:: Supplied entries ::
————————

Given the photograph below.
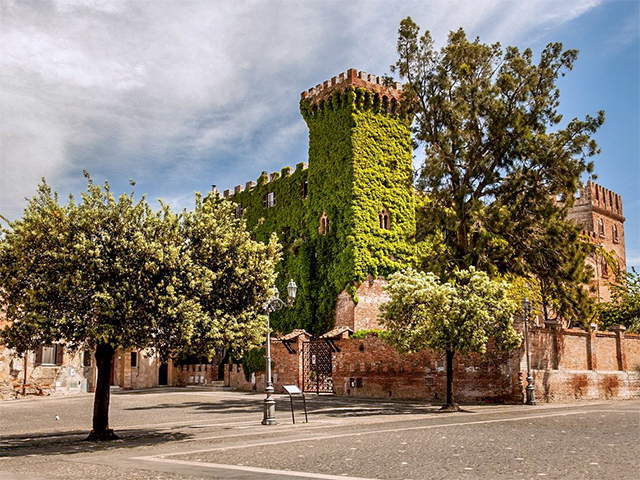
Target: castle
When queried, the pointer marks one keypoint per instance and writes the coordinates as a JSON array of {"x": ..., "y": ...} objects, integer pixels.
[{"x": 347, "y": 218}]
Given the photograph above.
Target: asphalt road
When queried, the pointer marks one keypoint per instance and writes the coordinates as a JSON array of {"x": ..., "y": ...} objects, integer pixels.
[{"x": 198, "y": 433}]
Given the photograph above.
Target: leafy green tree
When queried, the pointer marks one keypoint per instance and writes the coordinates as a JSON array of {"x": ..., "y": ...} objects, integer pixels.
[
  {"x": 239, "y": 273},
  {"x": 107, "y": 273},
  {"x": 496, "y": 155},
  {"x": 458, "y": 316},
  {"x": 555, "y": 254},
  {"x": 624, "y": 309}
]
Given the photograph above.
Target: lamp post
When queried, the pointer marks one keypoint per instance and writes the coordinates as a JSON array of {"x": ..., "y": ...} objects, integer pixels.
[
  {"x": 531, "y": 396},
  {"x": 273, "y": 305}
]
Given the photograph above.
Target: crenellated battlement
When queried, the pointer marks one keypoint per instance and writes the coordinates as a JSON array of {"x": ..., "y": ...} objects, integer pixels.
[
  {"x": 600, "y": 198},
  {"x": 264, "y": 179},
  {"x": 356, "y": 79}
]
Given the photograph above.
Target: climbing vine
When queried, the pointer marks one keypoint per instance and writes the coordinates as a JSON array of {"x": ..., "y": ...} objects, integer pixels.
[{"x": 359, "y": 165}]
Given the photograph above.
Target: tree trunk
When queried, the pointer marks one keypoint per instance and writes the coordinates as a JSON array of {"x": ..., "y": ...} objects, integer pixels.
[
  {"x": 101, "y": 430},
  {"x": 449, "y": 403}
]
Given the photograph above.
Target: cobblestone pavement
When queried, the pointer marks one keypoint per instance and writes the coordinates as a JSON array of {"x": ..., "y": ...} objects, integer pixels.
[{"x": 203, "y": 433}]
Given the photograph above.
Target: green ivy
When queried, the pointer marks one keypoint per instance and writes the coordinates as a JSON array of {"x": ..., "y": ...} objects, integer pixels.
[
  {"x": 254, "y": 360},
  {"x": 359, "y": 163},
  {"x": 372, "y": 332}
]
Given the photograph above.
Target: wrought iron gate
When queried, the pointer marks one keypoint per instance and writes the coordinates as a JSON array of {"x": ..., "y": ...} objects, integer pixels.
[{"x": 316, "y": 367}]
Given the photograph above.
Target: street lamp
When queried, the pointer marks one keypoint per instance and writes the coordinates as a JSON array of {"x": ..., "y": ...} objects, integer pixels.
[
  {"x": 273, "y": 305},
  {"x": 531, "y": 396}
]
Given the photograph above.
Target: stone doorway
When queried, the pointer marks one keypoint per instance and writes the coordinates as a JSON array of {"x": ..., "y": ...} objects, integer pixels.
[{"x": 317, "y": 367}]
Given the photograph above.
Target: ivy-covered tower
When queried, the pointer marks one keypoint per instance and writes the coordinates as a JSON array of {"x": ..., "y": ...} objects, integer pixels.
[{"x": 349, "y": 218}]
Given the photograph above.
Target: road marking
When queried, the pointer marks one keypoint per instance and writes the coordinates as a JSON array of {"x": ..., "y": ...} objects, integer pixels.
[
  {"x": 368, "y": 432},
  {"x": 268, "y": 471}
]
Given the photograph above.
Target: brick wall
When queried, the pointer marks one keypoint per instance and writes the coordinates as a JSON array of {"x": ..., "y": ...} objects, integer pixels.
[
  {"x": 67, "y": 378},
  {"x": 364, "y": 314},
  {"x": 195, "y": 374},
  {"x": 566, "y": 365}
]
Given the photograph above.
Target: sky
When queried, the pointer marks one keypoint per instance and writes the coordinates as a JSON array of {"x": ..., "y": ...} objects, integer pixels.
[{"x": 179, "y": 96}]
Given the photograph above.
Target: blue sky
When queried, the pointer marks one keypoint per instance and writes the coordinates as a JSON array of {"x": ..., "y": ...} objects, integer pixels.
[{"x": 182, "y": 95}]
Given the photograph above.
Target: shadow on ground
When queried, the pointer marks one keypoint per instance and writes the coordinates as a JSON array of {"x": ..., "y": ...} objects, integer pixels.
[
  {"x": 331, "y": 406},
  {"x": 74, "y": 442}
]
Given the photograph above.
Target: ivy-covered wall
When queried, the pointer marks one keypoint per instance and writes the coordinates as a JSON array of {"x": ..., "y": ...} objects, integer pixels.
[{"x": 359, "y": 165}]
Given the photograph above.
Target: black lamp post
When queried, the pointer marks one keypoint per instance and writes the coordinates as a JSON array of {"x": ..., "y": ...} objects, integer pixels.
[
  {"x": 273, "y": 305},
  {"x": 531, "y": 395}
]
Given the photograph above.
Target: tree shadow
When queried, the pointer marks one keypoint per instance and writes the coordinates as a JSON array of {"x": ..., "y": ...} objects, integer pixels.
[{"x": 75, "y": 442}]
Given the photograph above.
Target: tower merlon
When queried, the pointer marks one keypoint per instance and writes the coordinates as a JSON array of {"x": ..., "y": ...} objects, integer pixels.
[
  {"x": 356, "y": 79},
  {"x": 606, "y": 201}
]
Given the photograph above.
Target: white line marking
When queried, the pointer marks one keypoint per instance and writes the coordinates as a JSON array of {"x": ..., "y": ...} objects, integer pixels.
[
  {"x": 260, "y": 431},
  {"x": 288, "y": 473},
  {"x": 368, "y": 432}
]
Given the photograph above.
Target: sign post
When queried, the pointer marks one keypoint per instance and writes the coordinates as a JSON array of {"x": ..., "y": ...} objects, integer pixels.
[{"x": 294, "y": 390}]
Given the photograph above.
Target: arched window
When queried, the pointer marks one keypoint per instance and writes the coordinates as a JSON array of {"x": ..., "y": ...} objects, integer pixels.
[
  {"x": 384, "y": 218},
  {"x": 323, "y": 229}
]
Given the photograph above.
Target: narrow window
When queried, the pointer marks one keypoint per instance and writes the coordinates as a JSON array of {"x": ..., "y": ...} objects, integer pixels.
[
  {"x": 269, "y": 200},
  {"x": 323, "y": 229},
  {"x": 384, "y": 218},
  {"x": 86, "y": 358},
  {"x": 134, "y": 359},
  {"x": 605, "y": 268},
  {"x": 50, "y": 355}
]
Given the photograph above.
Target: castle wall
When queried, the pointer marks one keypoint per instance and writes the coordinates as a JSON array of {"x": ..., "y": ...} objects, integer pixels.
[
  {"x": 599, "y": 212},
  {"x": 566, "y": 365},
  {"x": 351, "y": 213}
]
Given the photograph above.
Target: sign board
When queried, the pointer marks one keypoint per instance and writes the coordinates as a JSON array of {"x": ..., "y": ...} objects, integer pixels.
[{"x": 292, "y": 389}]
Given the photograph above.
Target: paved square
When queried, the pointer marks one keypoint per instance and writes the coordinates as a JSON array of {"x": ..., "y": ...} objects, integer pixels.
[{"x": 200, "y": 433}]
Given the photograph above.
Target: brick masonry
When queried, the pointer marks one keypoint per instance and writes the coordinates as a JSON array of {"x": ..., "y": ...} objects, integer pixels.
[
  {"x": 599, "y": 212},
  {"x": 566, "y": 364}
]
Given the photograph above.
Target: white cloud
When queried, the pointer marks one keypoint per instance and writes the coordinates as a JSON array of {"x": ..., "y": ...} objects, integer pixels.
[{"x": 164, "y": 91}]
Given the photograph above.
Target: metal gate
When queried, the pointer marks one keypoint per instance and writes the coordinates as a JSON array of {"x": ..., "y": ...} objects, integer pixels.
[{"x": 316, "y": 367}]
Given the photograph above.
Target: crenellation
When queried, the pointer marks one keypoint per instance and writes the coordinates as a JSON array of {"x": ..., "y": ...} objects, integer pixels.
[{"x": 352, "y": 78}]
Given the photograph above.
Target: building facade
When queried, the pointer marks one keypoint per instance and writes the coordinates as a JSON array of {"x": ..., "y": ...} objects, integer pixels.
[
  {"x": 348, "y": 218},
  {"x": 599, "y": 212}
]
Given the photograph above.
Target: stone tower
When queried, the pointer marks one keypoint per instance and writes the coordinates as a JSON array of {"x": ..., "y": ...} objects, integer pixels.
[
  {"x": 599, "y": 212},
  {"x": 347, "y": 218},
  {"x": 361, "y": 207}
]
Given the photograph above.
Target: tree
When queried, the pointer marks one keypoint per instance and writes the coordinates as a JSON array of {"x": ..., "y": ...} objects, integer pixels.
[
  {"x": 458, "y": 316},
  {"x": 109, "y": 273},
  {"x": 556, "y": 255},
  {"x": 625, "y": 307},
  {"x": 239, "y": 273},
  {"x": 496, "y": 157}
]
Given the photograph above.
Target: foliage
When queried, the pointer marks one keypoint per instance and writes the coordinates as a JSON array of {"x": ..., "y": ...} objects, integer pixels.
[
  {"x": 239, "y": 274},
  {"x": 496, "y": 157},
  {"x": 107, "y": 273},
  {"x": 254, "y": 360},
  {"x": 556, "y": 254},
  {"x": 371, "y": 332},
  {"x": 104, "y": 270},
  {"x": 359, "y": 164},
  {"x": 624, "y": 309},
  {"x": 461, "y": 315}
]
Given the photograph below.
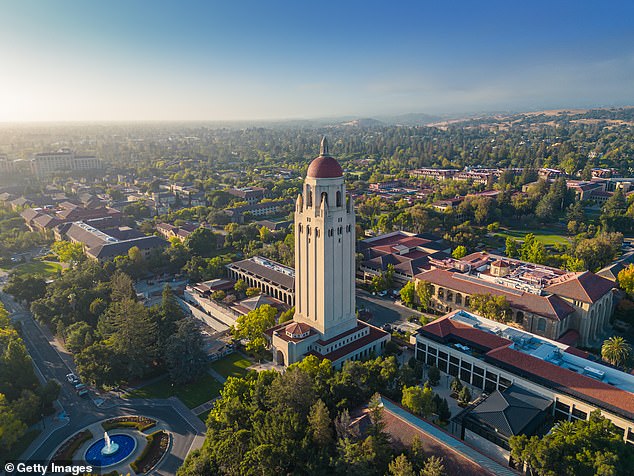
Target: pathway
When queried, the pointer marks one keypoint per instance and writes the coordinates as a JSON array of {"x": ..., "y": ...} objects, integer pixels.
[
  {"x": 203, "y": 407},
  {"x": 216, "y": 375},
  {"x": 448, "y": 440}
]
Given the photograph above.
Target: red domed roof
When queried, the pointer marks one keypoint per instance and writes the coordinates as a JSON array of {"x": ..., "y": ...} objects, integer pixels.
[{"x": 324, "y": 167}]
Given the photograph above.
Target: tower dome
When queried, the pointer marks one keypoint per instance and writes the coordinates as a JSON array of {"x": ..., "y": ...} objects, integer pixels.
[{"x": 324, "y": 166}]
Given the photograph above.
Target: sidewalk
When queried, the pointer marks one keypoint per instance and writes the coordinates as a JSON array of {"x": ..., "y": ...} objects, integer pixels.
[
  {"x": 203, "y": 407},
  {"x": 51, "y": 424}
]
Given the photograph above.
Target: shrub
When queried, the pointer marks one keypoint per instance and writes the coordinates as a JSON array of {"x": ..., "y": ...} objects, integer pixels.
[
  {"x": 156, "y": 446},
  {"x": 138, "y": 422},
  {"x": 434, "y": 376},
  {"x": 67, "y": 450}
]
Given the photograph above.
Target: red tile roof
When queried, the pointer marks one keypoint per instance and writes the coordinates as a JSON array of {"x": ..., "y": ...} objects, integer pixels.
[
  {"x": 565, "y": 380},
  {"x": 586, "y": 286},
  {"x": 324, "y": 167},
  {"x": 535, "y": 369},
  {"x": 551, "y": 306},
  {"x": 446, "y": 327},
  {"x": 374, "y": 335},
  {"x": 298, "y": 328}
]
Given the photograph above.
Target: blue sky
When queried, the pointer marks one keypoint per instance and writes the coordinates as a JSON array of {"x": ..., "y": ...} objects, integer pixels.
[{"x": 180, "y": 60}]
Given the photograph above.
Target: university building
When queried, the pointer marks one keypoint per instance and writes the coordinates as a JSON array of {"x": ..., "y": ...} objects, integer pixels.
[
  {"x": 528, "y": 380},
  {"x": 559, "y": 305},
  {"x": 325, "y": 322},
  {"x": 269, "y": 276}
]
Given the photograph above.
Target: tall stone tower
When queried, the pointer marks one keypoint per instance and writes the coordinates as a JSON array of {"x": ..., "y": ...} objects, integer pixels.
[{"x": 325, "y": 249}]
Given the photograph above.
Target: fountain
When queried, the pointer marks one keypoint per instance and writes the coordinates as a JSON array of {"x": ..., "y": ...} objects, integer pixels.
[{"x": 109, "y": 448}]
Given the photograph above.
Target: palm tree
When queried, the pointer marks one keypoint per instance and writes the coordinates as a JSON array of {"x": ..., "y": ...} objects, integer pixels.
[{"x": 616, "y": 350}]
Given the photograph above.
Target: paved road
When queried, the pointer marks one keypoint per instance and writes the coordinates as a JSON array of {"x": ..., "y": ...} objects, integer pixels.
[
  {"x": 52, "y": 364},
  {"x": 384, "y": 310}
]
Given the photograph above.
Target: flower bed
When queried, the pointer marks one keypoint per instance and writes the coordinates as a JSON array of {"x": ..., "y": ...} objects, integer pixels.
[
  {"x": 157, "y": 444},
  {"x": 65, "y": 453},
  {"x": 138, "y": 422}
]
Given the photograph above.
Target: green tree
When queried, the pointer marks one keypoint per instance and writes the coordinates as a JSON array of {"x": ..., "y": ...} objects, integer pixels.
[
  {"x": 456, "y": 385},
  {"x": 512, "y": 249},
  {"x": 401, "y": 466},
  {"x": 433, "y": 467},
  {"x": 11, "y": 427},
  {"x": 459, "y": 252},
  {"x": 201, "y": 242},
  {"x": 408, "y": 293},
  {"x": 464, "y": 396},
  {"x": 98, "y": 364},
  {"x": 593, "y": 446},
  {"x": 616, "y": 351},
  {"x": 286, "y": 315},
  {"x": 423, "y": 291},
  {"x": 250, "y": 292},
  {"x": 240, "y": 286},
  {"x": 27, "y": 287},
  {"x": 134, "y": 337},
  {"x": 252, "y": 326},
  {"x": 492, "y": 307},
  {"x": 78, "y": 336},
  {"x": 626, "y": 279},
  {"x": 68, "y": 252},
  {"x": 265, "y": 234},
  {"x": 418, "y": 400},
  {"x": 184, "y": 353},
  {"x": 320, "y": 425},
  {"x": 444, "y": 414},
  {"x": 433, "y": 375}
]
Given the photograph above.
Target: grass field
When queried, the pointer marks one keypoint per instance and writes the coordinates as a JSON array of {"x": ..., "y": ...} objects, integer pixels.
[
  {"x": 46, "y": 268},
  {"x": 192, "y": 395},
  {"x": 545, "y": 236},
  {"x": 234, "y": 365},
  {"x": 203, "y": 416}
]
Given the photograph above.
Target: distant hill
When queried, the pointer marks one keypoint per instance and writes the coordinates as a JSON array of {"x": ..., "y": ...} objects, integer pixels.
[
  {"x": 365, "y": 122},
  {"x": 410, "y": 119}
]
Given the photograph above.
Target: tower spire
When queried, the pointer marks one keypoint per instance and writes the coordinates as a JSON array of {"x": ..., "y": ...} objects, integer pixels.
[{"x": 323, "y": 148}]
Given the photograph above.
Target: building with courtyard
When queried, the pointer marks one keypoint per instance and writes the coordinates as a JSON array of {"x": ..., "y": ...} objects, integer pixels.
[
  {"x": 525, "y": 375},
  {"x": 572, "y": 307}
]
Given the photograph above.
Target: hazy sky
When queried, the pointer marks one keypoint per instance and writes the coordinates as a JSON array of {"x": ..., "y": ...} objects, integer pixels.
[{"x": 179, "y": 60}]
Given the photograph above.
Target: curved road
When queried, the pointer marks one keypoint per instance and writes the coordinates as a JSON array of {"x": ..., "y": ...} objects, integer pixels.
[{"x": 53, "y": 363}]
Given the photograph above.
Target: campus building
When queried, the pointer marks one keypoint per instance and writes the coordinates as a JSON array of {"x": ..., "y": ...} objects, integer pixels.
[
  {"x": 573, "y": 307},
  {"x": 408, "y": 253},
  {"x": 271, "y": 277},
  {"x": 325, "y": 322},
  {"x": 107, "y": 243},
  {"x": 539, "y": 377},
  {"x": 64, "y": 160}
]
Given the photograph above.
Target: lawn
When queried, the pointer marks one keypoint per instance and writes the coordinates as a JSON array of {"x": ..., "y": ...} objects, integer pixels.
[
  {"x": 192, "y": 395},
  {"x": 46, "y": 268},
  {"x": 234, "y": 365},
  {"x": 20, "y": 447},
  {"x": 548, "y": 237},
  {"x": 203, "y": 416}
]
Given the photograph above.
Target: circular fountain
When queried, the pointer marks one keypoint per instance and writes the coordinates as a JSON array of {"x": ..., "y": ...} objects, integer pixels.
[{"x": 110, "y": 450}]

————————

:: Assignment ::
Your reply should contain only an exact copy of the lines from the beginning of the material through the line with "Target: leafy green tree", both ends included, with the pictures removed.

:: Answer area ::
Given the photograph below.
Target: castle
When queried, the pointer marks one keypoint per instance and writes the coordinates as a JSON array of {"x": ..., "y": ...} objects, integer pixels.
[{"x": 347, "y": 218}]
Given the photograph above.
Target: asphalt road
When queried, the pointer marks one keypoint per instance and writes the coordinates as a JSON array of {"x": ..., "y": ...} objects, integer pixels.
[{"x": 198, "y": 433}]
Given the photograph above.
Target: leafy green tree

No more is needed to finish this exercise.